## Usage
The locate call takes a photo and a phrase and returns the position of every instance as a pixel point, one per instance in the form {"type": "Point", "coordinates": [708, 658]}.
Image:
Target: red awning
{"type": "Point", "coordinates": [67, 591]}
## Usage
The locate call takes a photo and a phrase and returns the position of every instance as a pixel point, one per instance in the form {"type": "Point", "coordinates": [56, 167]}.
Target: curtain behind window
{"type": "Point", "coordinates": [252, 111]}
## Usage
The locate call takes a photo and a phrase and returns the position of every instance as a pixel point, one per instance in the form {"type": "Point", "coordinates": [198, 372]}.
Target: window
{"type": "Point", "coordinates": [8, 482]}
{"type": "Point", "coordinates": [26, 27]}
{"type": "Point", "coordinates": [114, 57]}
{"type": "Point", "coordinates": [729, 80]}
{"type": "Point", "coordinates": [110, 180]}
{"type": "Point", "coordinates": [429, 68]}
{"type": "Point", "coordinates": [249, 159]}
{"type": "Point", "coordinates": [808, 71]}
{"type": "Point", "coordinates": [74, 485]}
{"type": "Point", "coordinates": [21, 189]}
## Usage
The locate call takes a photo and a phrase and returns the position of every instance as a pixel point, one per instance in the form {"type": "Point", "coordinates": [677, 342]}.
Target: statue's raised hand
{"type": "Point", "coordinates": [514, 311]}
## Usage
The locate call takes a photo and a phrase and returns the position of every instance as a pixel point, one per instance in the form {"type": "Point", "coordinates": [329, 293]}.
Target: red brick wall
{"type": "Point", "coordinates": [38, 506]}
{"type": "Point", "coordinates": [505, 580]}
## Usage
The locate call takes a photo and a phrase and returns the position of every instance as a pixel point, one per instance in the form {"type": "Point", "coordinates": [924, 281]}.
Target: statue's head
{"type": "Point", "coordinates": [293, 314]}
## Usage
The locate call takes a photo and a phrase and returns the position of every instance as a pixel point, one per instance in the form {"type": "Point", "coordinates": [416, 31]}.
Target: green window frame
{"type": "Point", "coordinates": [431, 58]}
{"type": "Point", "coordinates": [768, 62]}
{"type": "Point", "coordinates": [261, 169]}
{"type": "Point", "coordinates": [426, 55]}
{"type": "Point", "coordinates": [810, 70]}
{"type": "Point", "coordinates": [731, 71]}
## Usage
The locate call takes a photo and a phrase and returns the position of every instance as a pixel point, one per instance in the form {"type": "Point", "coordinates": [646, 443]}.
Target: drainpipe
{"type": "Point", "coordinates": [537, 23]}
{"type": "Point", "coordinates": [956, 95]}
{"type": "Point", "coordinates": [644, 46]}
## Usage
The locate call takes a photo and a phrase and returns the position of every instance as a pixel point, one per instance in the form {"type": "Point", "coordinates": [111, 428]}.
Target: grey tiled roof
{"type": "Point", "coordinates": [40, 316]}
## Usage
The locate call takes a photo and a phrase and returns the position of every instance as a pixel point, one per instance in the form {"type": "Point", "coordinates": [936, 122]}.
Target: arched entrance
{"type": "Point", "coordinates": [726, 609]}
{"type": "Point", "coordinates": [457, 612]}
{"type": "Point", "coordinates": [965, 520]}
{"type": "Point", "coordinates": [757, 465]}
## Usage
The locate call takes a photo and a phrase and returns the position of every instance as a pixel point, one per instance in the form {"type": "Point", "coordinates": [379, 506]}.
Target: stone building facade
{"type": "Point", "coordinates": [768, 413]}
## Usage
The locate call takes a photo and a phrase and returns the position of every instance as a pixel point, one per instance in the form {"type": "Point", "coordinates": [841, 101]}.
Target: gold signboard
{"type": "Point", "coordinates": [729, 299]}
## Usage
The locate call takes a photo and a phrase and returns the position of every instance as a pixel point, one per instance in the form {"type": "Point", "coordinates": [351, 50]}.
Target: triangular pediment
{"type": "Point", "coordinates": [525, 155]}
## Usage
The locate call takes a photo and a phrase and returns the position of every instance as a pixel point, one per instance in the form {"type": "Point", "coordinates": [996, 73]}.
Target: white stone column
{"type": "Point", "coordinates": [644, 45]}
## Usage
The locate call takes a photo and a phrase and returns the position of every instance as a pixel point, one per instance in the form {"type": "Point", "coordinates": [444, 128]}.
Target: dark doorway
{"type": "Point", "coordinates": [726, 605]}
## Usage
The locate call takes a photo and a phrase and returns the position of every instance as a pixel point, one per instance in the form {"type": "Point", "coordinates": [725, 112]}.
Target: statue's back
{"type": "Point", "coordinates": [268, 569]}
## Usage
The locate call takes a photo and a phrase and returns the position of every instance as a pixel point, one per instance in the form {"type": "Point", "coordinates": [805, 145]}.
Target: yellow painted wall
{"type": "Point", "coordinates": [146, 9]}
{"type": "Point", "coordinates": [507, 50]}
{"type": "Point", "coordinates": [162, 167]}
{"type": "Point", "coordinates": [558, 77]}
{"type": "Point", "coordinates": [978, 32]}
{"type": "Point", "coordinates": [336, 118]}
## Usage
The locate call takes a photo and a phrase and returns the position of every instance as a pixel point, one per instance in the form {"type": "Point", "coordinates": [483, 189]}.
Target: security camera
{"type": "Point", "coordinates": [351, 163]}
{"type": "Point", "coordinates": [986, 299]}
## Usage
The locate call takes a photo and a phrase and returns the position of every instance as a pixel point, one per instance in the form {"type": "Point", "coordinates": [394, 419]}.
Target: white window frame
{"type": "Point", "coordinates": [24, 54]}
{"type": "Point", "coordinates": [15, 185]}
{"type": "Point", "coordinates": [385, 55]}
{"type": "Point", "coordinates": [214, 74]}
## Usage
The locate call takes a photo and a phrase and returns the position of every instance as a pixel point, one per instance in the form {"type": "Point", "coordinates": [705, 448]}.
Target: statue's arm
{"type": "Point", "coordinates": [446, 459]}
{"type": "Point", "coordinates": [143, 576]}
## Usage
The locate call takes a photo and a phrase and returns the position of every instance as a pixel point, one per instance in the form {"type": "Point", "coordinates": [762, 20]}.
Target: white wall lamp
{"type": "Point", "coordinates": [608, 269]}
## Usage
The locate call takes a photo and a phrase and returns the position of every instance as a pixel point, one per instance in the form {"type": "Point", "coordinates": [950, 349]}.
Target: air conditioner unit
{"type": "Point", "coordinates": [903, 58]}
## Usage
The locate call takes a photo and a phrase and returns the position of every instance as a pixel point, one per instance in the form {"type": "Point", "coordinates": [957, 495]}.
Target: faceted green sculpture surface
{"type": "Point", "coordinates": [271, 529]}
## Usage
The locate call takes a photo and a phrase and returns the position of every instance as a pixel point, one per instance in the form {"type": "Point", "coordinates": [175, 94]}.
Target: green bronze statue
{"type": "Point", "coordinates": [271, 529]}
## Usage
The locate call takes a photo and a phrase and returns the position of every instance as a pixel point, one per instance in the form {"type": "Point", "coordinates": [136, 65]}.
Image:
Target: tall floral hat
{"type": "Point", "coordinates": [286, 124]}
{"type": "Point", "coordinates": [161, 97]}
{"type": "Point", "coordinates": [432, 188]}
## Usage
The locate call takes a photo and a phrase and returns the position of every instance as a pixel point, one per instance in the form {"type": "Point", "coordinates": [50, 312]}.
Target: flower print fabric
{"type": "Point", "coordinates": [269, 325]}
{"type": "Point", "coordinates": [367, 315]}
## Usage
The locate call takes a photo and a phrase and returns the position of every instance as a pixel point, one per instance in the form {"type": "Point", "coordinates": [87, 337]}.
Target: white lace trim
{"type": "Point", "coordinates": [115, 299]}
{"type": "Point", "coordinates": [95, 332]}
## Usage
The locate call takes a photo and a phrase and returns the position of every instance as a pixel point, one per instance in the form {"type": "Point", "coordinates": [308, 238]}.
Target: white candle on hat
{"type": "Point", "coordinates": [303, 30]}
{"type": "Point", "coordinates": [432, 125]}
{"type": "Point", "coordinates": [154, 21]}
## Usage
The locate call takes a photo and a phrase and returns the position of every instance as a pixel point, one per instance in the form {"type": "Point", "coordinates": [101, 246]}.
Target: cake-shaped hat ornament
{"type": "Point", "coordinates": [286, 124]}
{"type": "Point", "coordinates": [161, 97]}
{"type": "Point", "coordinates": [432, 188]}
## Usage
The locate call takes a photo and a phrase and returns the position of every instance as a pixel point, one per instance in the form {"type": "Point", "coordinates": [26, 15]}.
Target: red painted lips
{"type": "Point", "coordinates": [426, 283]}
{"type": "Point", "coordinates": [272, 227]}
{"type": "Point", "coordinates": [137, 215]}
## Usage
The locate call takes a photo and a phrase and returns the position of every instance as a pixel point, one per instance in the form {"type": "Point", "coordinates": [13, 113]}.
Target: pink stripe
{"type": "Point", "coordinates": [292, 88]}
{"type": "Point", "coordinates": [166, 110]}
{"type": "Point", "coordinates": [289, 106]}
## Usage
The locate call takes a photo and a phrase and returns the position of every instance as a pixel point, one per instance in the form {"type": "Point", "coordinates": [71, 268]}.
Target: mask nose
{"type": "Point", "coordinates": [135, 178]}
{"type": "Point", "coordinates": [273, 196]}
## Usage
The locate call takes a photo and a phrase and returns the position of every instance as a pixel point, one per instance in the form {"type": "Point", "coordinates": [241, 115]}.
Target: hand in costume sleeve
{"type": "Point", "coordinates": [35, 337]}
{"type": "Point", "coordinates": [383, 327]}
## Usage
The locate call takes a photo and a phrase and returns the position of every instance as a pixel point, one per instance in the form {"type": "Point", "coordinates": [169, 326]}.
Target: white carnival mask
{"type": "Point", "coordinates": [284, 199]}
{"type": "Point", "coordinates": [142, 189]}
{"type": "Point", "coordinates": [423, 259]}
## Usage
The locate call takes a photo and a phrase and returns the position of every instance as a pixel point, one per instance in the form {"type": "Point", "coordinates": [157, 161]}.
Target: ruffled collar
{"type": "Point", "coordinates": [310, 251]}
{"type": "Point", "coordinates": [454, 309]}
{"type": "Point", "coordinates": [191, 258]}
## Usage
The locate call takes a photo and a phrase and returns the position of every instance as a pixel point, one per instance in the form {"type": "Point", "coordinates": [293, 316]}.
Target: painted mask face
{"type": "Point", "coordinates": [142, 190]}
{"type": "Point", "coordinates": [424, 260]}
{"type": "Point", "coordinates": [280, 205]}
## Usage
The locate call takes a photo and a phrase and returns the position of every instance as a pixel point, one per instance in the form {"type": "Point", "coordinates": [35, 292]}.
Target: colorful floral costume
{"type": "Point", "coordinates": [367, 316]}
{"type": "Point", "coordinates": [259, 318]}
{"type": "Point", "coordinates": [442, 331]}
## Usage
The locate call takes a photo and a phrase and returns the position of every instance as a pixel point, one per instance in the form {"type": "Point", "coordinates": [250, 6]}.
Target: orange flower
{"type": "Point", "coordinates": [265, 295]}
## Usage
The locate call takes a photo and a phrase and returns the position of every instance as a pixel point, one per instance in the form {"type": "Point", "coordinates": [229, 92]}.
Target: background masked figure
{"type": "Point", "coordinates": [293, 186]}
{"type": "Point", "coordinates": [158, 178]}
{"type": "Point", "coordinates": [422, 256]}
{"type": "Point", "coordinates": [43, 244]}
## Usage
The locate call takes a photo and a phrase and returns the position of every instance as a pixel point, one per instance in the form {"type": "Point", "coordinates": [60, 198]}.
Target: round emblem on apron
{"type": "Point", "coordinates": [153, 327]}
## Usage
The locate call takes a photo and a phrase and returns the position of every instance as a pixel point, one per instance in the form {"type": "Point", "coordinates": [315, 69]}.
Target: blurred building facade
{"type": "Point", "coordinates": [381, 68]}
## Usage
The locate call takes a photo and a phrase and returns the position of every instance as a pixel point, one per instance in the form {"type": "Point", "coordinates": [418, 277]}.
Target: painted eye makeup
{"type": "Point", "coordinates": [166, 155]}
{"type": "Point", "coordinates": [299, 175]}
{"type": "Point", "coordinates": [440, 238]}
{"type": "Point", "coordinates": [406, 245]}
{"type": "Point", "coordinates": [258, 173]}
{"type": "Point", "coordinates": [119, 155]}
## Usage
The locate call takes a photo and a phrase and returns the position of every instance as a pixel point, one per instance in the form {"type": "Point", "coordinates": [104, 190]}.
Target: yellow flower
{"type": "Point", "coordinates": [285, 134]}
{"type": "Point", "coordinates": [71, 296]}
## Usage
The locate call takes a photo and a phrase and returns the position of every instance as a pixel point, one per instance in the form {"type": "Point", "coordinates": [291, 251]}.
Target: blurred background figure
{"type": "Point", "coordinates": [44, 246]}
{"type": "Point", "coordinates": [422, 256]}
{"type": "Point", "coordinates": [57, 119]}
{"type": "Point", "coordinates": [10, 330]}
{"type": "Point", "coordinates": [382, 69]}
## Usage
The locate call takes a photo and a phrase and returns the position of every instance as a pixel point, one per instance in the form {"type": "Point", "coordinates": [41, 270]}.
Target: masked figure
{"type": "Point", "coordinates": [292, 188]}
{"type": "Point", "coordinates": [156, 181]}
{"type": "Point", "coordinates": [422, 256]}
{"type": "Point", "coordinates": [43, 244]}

________

Which lines in the rows above contain the word "painted"? Pull out every one of them and copy each line in full.

→ SOLUTION:
Target: yellow painted wall
Target: red painted lips
Target: painted mask face
Target: painted eye makeup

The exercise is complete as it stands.